Find the line with "Practice. Point out each instance of the metal". Transcribe it and each later line of the data exactly, up to and including the last.
-----
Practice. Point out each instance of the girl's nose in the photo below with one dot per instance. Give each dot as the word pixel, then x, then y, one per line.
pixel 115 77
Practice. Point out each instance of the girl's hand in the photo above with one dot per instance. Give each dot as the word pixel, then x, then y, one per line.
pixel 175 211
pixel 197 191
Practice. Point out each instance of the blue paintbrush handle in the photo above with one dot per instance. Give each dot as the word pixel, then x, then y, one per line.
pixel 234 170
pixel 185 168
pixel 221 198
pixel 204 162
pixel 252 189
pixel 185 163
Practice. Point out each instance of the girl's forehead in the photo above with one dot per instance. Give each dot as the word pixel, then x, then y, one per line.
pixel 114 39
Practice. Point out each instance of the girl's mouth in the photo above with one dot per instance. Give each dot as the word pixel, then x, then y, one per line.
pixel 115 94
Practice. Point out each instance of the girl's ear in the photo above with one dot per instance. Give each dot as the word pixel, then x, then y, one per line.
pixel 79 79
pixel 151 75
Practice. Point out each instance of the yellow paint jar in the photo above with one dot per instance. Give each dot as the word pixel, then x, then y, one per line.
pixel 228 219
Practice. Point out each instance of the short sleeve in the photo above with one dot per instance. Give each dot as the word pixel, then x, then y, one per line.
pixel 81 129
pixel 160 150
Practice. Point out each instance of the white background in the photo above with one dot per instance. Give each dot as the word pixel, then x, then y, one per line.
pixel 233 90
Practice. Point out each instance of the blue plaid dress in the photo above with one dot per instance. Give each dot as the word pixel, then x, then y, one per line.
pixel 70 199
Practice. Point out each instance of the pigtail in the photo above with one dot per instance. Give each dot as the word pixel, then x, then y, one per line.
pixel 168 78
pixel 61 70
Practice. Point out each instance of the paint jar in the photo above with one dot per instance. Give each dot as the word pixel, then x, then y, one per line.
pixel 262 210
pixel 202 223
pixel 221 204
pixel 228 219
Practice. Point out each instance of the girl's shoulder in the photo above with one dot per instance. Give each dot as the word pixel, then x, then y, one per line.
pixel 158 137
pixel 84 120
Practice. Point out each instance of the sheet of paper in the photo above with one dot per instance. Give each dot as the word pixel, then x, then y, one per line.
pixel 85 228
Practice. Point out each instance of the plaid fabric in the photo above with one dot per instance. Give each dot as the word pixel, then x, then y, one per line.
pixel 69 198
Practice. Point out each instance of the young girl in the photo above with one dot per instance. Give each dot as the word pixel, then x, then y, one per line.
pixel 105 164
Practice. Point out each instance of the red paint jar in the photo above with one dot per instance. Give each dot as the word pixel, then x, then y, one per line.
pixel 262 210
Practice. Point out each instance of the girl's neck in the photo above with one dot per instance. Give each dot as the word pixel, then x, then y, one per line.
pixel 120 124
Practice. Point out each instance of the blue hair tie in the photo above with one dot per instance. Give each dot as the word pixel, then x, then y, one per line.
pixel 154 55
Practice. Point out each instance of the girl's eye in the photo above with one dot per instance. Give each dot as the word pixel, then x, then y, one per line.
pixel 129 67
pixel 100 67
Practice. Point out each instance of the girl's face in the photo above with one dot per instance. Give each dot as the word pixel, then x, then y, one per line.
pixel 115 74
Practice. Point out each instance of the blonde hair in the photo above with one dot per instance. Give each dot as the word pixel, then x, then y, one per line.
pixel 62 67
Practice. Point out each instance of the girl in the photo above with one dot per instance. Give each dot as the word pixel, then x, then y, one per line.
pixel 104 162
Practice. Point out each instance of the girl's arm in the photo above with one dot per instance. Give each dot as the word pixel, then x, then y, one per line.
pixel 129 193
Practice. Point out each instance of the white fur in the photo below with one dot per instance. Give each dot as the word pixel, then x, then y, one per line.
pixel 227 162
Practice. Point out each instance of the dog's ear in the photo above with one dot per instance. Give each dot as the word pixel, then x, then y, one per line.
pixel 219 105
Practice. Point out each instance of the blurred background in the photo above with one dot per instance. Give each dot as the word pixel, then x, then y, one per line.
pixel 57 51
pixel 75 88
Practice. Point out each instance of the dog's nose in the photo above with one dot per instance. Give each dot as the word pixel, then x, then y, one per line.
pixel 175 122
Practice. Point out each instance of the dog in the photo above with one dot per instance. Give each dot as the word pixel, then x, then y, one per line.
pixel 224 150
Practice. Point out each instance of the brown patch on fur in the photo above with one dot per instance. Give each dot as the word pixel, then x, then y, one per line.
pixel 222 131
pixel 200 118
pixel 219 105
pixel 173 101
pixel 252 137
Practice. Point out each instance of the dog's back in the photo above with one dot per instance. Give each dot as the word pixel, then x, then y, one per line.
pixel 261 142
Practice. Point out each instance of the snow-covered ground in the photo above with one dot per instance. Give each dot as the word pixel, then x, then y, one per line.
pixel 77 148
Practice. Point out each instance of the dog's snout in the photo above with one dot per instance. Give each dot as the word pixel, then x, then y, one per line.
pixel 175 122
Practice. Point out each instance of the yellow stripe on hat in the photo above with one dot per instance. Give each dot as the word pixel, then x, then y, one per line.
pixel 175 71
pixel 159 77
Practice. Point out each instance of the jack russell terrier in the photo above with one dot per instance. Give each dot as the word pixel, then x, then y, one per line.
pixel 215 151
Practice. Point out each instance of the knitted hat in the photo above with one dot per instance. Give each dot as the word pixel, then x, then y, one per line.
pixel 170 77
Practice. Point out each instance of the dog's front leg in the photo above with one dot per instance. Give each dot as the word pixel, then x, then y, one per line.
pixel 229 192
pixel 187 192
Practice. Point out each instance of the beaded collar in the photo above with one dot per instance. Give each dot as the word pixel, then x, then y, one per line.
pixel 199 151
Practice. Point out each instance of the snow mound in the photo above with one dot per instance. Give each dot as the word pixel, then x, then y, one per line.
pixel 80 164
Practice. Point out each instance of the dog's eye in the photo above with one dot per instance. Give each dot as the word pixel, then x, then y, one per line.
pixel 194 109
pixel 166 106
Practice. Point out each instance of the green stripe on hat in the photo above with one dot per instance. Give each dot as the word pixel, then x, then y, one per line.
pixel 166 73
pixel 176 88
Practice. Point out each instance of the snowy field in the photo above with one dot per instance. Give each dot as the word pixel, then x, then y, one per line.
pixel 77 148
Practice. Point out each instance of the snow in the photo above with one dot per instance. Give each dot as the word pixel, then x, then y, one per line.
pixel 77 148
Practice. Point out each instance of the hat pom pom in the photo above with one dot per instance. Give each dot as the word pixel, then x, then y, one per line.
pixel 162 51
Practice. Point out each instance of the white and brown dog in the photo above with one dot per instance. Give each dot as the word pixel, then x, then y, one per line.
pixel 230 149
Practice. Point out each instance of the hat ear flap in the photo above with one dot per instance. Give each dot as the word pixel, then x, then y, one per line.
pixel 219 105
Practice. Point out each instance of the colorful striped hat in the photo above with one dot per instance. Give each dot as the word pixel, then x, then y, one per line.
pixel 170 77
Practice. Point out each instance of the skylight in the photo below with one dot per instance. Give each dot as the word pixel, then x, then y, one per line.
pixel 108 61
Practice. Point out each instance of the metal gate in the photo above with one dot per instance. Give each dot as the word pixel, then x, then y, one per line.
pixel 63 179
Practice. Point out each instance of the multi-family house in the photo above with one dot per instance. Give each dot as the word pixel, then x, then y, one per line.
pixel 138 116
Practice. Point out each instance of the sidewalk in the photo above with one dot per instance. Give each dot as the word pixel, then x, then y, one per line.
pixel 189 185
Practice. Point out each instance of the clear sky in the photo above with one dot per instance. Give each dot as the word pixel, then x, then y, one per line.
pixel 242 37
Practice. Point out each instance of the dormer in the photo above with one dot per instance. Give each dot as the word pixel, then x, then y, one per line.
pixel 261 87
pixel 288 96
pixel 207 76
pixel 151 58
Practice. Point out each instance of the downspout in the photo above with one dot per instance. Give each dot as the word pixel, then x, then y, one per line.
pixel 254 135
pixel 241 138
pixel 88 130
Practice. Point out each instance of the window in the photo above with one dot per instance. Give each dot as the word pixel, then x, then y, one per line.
-----
SOLUTION TO THE PROBLEM:
Practice. Point out each instance of the metal gate in the photo above with one dot per instance. Give each dot as the word pixel, then x, then y, one per line.
pixel 63 179
Practice. Point out each instance of the multi-family house in the photo above with one dot per instance. Give each dot as the word pixel, then x, then y, one per line.
pixel 138 116
Practice. Point out each instance of the sidewalk in the photo above with one dot per instance. Give each dot as the word pixel, then x, then y, one per line.
pixel 189 185
Practice. Point out each instance of the clear sky in the photo above with one dot per instance. Give each dot as the word pixel, then x, then y, one per line.
pixel 242 37
Practice. Point out each instance of the dormer in the photo above with one dot per instance. Give each dot as the word pixel, then x, then y, one per line.
pixel 261 87
pixel 288 96
pixel 207 76
pixel 151 58
Practice. Point out each instance of the downspout in the photo above with one dot per instance. Give each dot as the word pixel, then x, then y, one per line.
pixel 254 135
pixel 241 138
pixel 88 130
Practice. Point out each instance of the window in the photo above with one dot per instance. Give each dot as the word pixel, then x, then y, one per line.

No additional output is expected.